» Work instructions
Please find each line below containing the string "roof" with matching case, and copy those lines.

» Supplied data
==================================================

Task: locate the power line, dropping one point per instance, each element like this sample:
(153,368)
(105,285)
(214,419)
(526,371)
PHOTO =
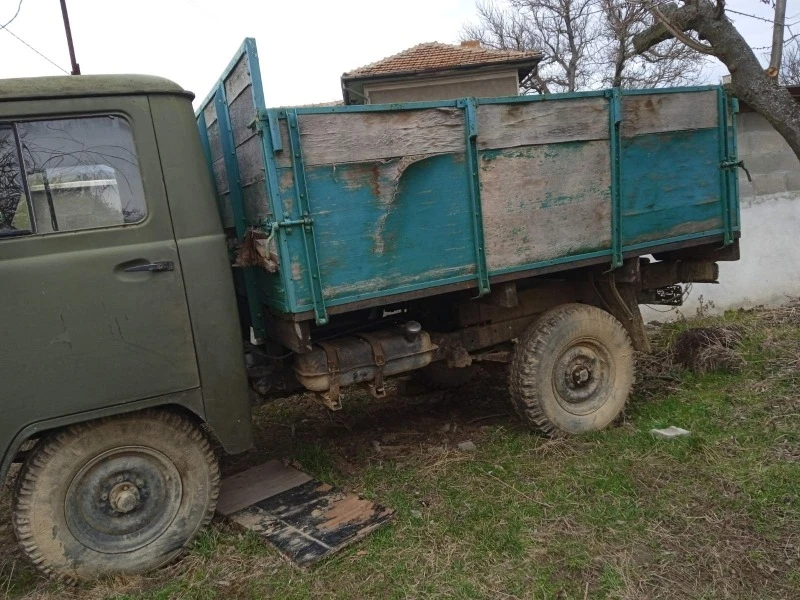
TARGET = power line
(4,28)
(16,14)
(770,21)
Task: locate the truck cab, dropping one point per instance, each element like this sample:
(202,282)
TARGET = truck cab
(116,292)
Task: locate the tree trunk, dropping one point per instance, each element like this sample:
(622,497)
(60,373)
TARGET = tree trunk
(749,81)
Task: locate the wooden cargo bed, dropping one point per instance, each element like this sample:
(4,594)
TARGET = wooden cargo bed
(363,204)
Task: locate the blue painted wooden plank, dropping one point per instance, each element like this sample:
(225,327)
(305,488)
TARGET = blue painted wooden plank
(670,185)
(383,226)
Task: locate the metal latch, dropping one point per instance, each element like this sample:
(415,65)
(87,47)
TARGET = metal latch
(733,164)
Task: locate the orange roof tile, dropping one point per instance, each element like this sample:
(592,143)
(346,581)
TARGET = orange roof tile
(433,56)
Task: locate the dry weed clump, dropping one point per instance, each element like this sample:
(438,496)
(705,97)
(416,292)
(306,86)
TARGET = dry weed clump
(706,349)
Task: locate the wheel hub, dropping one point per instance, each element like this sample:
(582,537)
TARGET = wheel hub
(581,376)
(123,499)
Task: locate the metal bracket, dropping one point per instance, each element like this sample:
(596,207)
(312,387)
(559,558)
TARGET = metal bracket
(268,119)
(470,106)
(614,124)
(333,398)
(736,164)
(377,386)
(301,194)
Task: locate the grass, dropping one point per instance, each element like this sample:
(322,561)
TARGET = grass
(616,514)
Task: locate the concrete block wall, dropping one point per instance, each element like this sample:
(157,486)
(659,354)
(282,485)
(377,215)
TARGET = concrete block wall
(769,270)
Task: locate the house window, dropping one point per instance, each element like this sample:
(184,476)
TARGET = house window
(79,173)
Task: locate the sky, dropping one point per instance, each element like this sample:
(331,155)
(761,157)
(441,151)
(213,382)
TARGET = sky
(304,45)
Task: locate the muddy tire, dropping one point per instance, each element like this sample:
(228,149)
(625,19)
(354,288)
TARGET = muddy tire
(438,376)
(122,495)
(572,371)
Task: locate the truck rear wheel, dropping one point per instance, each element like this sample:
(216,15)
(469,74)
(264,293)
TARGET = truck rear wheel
(121,495)
(572,370)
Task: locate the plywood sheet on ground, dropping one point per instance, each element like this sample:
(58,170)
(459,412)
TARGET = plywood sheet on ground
(305,519)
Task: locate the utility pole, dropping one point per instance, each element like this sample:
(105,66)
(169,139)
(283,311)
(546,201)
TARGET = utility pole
(76,68)
(776,55)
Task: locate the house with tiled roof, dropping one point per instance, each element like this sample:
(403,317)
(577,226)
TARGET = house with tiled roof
(435,71)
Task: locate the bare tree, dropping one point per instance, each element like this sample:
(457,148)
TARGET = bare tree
(703,26)
(586,43)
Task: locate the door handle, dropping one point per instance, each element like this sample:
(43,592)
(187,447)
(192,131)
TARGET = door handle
(156,267)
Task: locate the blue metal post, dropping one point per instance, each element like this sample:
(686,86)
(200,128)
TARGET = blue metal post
(236,196)
(614,124)
(474,185)
(301,193)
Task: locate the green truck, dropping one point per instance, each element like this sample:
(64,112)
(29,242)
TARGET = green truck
(162,268)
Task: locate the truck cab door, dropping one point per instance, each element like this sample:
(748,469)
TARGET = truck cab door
(93,311)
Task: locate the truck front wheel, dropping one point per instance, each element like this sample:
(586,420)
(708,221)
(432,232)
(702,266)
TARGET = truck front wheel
(572,370)
(121,495)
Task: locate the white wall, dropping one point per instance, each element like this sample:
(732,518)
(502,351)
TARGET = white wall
(769,269)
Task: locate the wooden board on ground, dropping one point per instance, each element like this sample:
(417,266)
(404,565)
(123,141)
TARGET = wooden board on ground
(303,518)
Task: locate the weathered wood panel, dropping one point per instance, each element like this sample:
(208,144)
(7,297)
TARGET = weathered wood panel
(654,113)
(312,521)
(257,483)
(238,79)
(363,137)
(545,202)
(247,145)
(545,122)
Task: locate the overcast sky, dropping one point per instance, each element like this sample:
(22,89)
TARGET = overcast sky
(304,45)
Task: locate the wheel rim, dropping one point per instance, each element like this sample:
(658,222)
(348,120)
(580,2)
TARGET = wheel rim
(123,499)
(582,376)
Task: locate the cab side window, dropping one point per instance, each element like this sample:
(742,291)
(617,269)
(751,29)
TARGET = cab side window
(15,218)
(79,173)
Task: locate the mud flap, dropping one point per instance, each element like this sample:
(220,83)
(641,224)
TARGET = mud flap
(305,519)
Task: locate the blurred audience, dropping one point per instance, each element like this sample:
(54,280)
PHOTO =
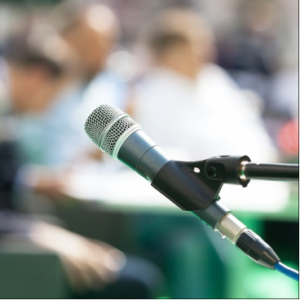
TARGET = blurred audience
(196,106)
(33,137)
(55,72)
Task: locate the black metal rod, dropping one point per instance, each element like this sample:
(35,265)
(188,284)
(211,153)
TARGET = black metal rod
(280,172)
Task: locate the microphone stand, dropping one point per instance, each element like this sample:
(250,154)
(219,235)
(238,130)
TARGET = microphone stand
(195,187)
(240,170)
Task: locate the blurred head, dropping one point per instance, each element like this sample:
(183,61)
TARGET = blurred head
(38,62)
(178,38)
(91,29)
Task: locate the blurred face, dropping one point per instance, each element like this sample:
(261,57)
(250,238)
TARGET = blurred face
(30,88)
(189,56)
(93,38)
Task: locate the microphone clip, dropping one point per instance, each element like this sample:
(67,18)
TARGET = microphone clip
(196,185)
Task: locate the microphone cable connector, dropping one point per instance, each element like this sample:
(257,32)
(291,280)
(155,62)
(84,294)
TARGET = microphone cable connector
(247,241)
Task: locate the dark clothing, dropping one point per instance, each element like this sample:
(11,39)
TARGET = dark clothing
(10,161)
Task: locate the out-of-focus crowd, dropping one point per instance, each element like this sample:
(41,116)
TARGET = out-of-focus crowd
(201,78)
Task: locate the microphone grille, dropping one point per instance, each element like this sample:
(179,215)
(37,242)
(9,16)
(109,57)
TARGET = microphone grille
(106,124)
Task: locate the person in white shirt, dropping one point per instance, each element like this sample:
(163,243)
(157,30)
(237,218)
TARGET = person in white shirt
(189,105)
(193,110)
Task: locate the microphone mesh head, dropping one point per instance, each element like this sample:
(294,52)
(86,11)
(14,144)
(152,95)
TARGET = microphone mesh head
(107,118)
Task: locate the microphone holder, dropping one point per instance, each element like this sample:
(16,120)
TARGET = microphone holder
(194,186)
(240,170)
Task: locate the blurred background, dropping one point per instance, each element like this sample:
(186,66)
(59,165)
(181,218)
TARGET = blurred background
(203,78)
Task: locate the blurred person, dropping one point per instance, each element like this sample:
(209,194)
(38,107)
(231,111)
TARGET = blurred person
(190,96)
(192,109)
(92,30)
(94,268)
(252,50)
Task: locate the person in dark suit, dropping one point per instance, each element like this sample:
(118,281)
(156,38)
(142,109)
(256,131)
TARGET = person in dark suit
(93,268)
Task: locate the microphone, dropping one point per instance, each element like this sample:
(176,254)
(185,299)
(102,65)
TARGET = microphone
(117,134)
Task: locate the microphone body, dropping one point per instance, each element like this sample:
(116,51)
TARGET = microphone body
(116,133)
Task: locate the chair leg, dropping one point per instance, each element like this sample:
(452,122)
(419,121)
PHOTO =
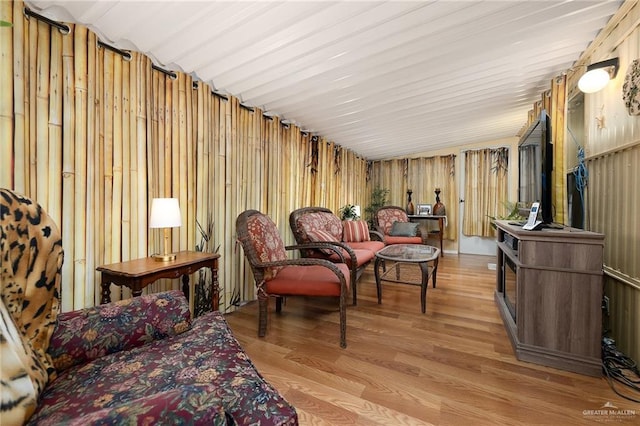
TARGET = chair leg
(354,280)
(343,321)
(263,304)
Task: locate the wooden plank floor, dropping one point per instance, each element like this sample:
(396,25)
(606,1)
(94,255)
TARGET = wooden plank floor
(453,365)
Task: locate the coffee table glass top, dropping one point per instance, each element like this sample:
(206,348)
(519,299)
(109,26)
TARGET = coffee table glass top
(409,253)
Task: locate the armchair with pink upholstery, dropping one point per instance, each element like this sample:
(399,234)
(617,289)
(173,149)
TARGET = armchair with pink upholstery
(277,275)
(319,224)
(393,223)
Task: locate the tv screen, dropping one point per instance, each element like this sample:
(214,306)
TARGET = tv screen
(535,155)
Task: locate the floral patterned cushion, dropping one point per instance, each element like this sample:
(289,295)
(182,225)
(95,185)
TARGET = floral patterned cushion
(183,378)
(319,235)
(355,231)
(267,242)
(90,333)
(322,221)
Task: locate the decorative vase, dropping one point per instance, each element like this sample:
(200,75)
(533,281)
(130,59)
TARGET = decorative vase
(438,208)
(410,207)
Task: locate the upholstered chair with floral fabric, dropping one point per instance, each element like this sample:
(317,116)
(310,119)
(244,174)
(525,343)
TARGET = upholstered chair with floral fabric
(277,275)
(143,360)
(393,223)
(358,243)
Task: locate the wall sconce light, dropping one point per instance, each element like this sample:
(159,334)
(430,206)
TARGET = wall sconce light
(165,213)
(598,75)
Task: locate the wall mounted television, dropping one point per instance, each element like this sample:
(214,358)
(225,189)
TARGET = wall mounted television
(535,162)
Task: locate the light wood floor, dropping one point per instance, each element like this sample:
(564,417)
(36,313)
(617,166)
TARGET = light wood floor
(453,365)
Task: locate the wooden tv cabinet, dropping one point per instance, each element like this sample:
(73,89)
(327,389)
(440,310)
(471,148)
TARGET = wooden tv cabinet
(558,292)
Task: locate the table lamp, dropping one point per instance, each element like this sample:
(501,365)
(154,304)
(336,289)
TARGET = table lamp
(165,213)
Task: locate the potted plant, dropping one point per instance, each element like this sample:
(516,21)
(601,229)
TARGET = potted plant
(378,199)
(348,212)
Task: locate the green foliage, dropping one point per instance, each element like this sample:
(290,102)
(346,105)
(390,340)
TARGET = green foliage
(378,199)
(348,212)
(204,286)
(513,213)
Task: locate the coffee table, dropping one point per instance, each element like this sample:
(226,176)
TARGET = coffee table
(407,253)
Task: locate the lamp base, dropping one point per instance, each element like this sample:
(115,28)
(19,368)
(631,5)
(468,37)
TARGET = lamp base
(164,257)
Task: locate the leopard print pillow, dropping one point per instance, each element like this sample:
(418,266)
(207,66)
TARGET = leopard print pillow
(31,259)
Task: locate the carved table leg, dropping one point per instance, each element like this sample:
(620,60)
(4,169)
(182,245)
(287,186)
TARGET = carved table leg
(185,285)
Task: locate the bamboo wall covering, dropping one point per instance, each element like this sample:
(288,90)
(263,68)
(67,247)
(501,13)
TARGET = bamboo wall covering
(93,136)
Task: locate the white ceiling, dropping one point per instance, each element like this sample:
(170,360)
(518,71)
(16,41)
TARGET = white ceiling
(383,79)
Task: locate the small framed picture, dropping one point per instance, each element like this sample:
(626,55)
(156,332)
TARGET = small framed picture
(424,210)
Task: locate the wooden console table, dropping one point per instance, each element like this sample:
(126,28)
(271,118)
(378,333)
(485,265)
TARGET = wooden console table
(442,222)
(139,273)
(549,294)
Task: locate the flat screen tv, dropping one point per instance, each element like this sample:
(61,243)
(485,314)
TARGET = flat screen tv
(535,155)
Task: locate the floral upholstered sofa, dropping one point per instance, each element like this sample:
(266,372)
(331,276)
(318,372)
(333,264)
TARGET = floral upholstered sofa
(137,361)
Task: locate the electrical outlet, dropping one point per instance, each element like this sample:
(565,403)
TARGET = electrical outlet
(605,305)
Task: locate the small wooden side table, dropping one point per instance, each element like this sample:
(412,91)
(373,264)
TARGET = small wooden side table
(139,273)
(442,222)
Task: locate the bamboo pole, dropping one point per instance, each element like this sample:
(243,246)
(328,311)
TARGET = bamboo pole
(7,97)
(129,235)
(42,113)
(12,114)
(32,166)
(117,203)
(101,210)
(108,154)
(54,180)
(143,126)
(68,166)
(81,293)
(81,113)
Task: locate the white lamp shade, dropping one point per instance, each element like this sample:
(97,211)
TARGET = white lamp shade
(594,80)
(165,213)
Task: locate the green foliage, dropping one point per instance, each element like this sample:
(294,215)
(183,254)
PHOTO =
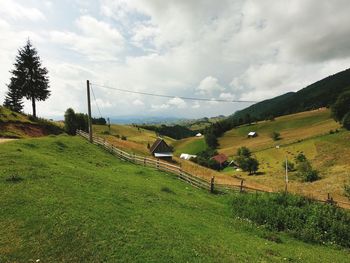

==================================================

» The response
Task: locate the orange roof tile, dropping one point per instance, each element like this sample:
TARGET = orange roof tile
Task: locate the house with tiled roof, dropping one point per instance, each element like this sample:
TARGET = house with tiled roof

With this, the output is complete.